··· Extracted data ···
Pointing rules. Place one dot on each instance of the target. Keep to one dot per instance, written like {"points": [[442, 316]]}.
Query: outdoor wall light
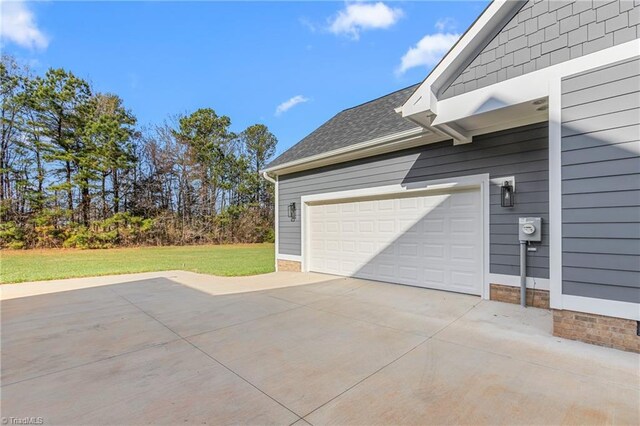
{"points": [[506, 194], [291, 212]]}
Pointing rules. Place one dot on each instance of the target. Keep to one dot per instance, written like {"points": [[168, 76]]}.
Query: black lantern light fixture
{"points": [[506, 194], [291, 212]]}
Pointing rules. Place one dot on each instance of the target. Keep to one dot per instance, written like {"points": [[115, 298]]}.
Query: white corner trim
{"points": [[291, 257], [610, 308], [527, 87], [462, 182], [514, 281]]}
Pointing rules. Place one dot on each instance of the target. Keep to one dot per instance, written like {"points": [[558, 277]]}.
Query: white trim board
{"points": [[610, 308], [480, 181], [514, 281]]}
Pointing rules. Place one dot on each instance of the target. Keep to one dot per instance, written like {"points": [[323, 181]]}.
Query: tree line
{"points": [[76, 171]]}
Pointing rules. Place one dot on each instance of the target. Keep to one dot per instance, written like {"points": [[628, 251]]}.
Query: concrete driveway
{"points": [[282, 348]]}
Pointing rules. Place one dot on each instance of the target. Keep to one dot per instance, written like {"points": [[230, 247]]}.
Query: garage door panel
{"points": [[429, 241]]}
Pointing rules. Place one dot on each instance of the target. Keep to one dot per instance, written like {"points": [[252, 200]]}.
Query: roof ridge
{"points": [[380, 97]]}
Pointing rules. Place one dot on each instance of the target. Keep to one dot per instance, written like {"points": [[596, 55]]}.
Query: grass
{"points": [[225, 260]]}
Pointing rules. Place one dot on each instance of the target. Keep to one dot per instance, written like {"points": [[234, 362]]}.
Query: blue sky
{"points": [[289, 65]]}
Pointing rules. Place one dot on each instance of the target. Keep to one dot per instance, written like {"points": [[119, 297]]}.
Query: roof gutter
{"points": [[352, 149]]}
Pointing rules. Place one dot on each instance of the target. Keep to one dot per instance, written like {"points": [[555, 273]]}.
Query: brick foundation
{"points": [[599, 330], [509, 294], [289, 266]]}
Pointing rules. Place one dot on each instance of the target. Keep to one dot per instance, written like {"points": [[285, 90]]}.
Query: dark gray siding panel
{"points": [[601, 182], [544, 33], [521, 152]]}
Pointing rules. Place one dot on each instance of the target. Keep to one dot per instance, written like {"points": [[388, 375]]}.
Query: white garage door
{"points": [[430, 241]]}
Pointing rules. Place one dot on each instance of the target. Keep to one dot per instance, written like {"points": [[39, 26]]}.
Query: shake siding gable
{"points": [[544, 33]]}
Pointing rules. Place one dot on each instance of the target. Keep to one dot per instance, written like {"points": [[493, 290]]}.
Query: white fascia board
{"points": [[349, 152], [423, 100], [527, 87]]}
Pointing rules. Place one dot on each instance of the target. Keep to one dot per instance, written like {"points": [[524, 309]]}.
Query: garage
{"points": [[431, 239]]}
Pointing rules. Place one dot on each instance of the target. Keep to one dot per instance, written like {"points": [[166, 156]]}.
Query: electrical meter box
{"points": [[530, 229]]}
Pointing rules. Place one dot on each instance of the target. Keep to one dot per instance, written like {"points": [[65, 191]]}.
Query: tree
{"points": [[58, 100], [12, 84], [260, 145], [109, 130], [209, 140]]}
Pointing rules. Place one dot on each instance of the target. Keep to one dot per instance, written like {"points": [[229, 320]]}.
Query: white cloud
{"points": [[357, 17], [445, 24], [427, 52], [18, 25], [290, 103]]}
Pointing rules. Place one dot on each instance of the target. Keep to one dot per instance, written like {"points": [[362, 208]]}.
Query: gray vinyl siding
{"points": [[601, 182], [545, 33], [520, 152]]}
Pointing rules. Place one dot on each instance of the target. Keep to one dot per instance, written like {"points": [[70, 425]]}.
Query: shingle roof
{"points": [[361, 123]]}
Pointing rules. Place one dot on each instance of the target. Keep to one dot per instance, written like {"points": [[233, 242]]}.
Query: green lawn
{"points": [[226, 260]]}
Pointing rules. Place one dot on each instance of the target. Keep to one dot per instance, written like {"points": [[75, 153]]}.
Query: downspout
{"points": [[523, 274]]}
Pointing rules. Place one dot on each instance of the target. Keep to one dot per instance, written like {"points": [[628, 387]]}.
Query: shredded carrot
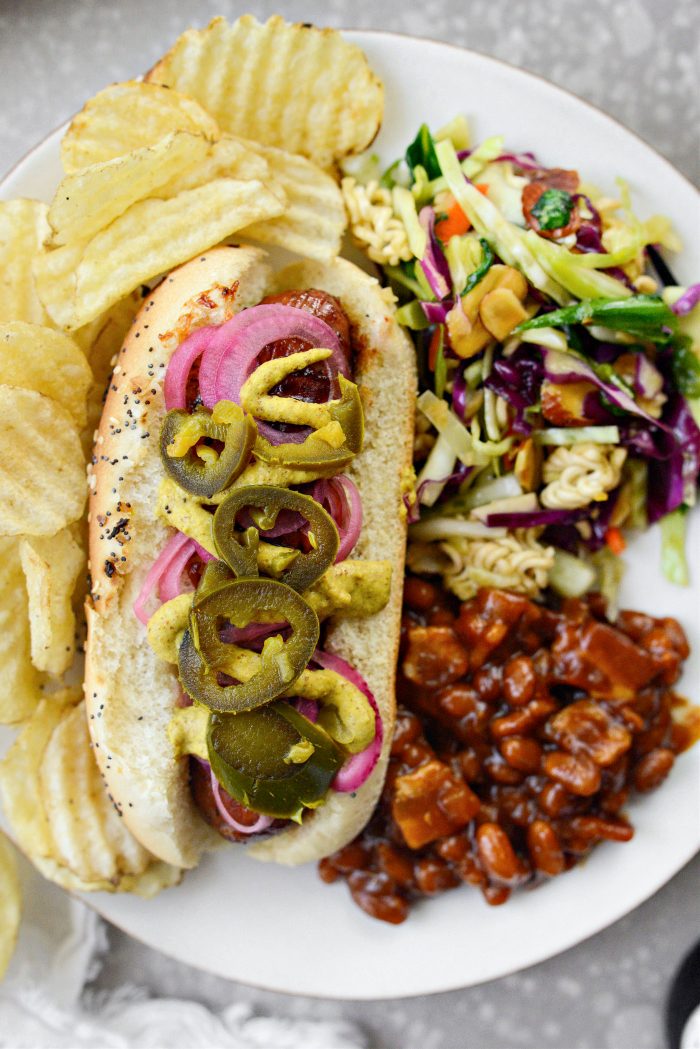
{"points": [[453, 225], [455, 221], [615, 540], [432, 349]]}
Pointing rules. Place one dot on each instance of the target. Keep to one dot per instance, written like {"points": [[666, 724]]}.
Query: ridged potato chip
{"points": [[42, 469], [300, 88], [19, 681], [227, 158], [102, 341], [90, 837], [51, 566], [51, 758], [19, 780], [23, 229], [314, 220], [151, 237], [89, 199], [127, 116], [55, 274], [11, 903], [46, 361]]}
···
→ The exercise
All of the lines above should be retyped precisely, apart from the pictures.

→ Task output
Pointing rules. Place one dot on each instance of the target. Keep to one dot per instance, written like {"points": [[442, 316]]}.
Query: outdoor wall light
{"points": [[506, 194], [291, 212]]}
Pointing rules. Place one dot on each instance of the target. Keep to one dot per instance, written like {"points": [[168, 76]]}.
Query: black lantern light fixture
{"points": [[506, 194], [291, 212]]}
Pointing rules. Place one dot on each instance of the target. Keep to one dot per instance, written like {"points": [[115, 298]]}.
Query: white corner trim
{"points": [[291, 257], [610, 308], [527, 87], [462, 182], [514, 281]]}
Pointing rules. Place one dot on each instance of the target. Keep to one dot per instance, written like {"points": [[558, 277]]}.
Query: white trim board
{"points": [[610, 308], [480, 181], [514, 281]]}
Pointing rules. Place one dot on each instance of the target. Keep to one dot per instance, written like {"points": [[323, 181]]}.
Query: tree line
{"points": [[76, 171]]}
Pointing rules. Place one dot on each instance of the target. Keep to one dot per instance, written like {"points": [[628, 251]]}.
Query: concrete driveway
{"points": [[282, 348]]}
Pointing rules. Place one dot on each instance of the target. Keep to one dot per instance, written like {"points": [[230, 247]]}.
Query: garage door panel
{"points": [[429, 241]]}
Pointing rules. Place one dot on each instance of the target. Keep to one dot per instance, written like {"points": [[252, 200]]}.
Query: roof ridge
{"points": [[380, 97]]}
Pointing rules. Place one dot on each instance of the target. Keep to one dot per instance, written like {"points": [[596, 55]]}.
Query: grass
{"points": [[225, 260]]}
Pointing rules. Place one dot on each instance of the target. Keep to one dot per instance, written like {"points": [[234, 362]]}.
Query: blue sky
{"points": [[289, 65]]}
Pointing rules. Place one dot on each instance of the target. Keep to one dot per instance, written like {"points": [[119, 297]]}.
Query: roof gutter
{"points": [[352, 149]]}
Pointing rules. Place one dot on each instance of the target. Keep to one dot per instance, written like {"points": [[555, 273]]}.
Query: brick foundation
{"points": [[599, 330], [509, 294], [289, 266]]}
Pointing rules. Place one dot on each instance of the target. Keep to one dot per instance, written like {"points": [[285, 90]]}.
Query: dark gray siding panel
{"points": [[601, 182], [544, 33], [521, 152]]}
Pointing rules. Place one dot on each instance of the target. Keep to one dot per instance, written like {"points": [[388, 375]]}.
Query: white garage door
{"points": [[430, 241]]}
Pointing rules. Place one dot on each instance of the target. Keep to one dot per instance, written like {"points": [[39, 26]]}.
Query: shake siding gable
{"points": [[544, 33]]}
Pointing rules. Place one dot on each instance of the target. Keep to one dot per instance, written like {"points": [[493, 290]]}.
Query: white fascia board
{"points": [[349, 152], [423, 100], [527, 87]]}
Pointing rules. Place one dot on each instance of the target. Keep to one dot per instance, written like {"points": [[524, 309]]}.
Query: garage
{"points": [[431, 239]]}
Pointing rules. Place one dot on each instance of the target. Keep to one dot per instance, written like {"points": [[166, 156]]}.
Query: electrical meter box
{"points": [[530, 229]]}
Pointing rules. Place one dot on each instance of the target. Keep to one dot per instance, written like {"points": [[65, 191]]}.
Query: tree
{"points": [[58, 100], [12, 84], [260, 145], [109, 130], [209, 140]]}
Pointing rules. Place one dot on each instance of the target. Keep to one dot per instance, written like {"points": [[229, 320]]}.
Query: white cloud
{"points": [[357, 17], [445, 24], [427, 52], [18, 25], [290, 103]]}
Pointing rules. Place one dot on each instance of the target. Keep to one dot per instance, written like {"points": [[362, 208]]}.
Query: gray vinyl siding
{"points": [[601, 182], [545, 33], [520, 152]]}
Pointing rules. Place one dot on each instance of the target. Keep to one dot per instance, written like {"points": [[70, 425]]}.
Query: shingle roof
{"points": [[361, 123]]}
Pointing rules. Place one dot on each instance of the target. Keep to one dot per instance, written like {"points": [[233, 242]]}.
Query: green lawn
{"points": [[226, 260]]}
Pointing rules. Place one dot on each instance of the target. Keep to one dot per instance, written like {"points": [[75, 153]]}.
Query: downspout
{"points": [[523, 274]]}
Pointing rules. Place one dot on each instance of the target. Keep to one dot per instance, written like {"points": [[628, 387]]}.
Query: shredded carrot
{"points": [[453, 225], [455, 221], [615, 540], [432, 349]]}
Pointing rules. Place one dot on each instance of the target. Keep to one dot per instance, written like {"points": [[666, 724]]}.
Query: ridged potato chip
{"points": [[42, 469], [300, 88], [19, 681], [227, 158], [102, 341], [90, 837], [51, 566], [51, 758], [19, 780], [23, 229], [314, 220], [151, 237], [89, 199], [127, 116], [55, 274], [11, 903], [46, 361]]}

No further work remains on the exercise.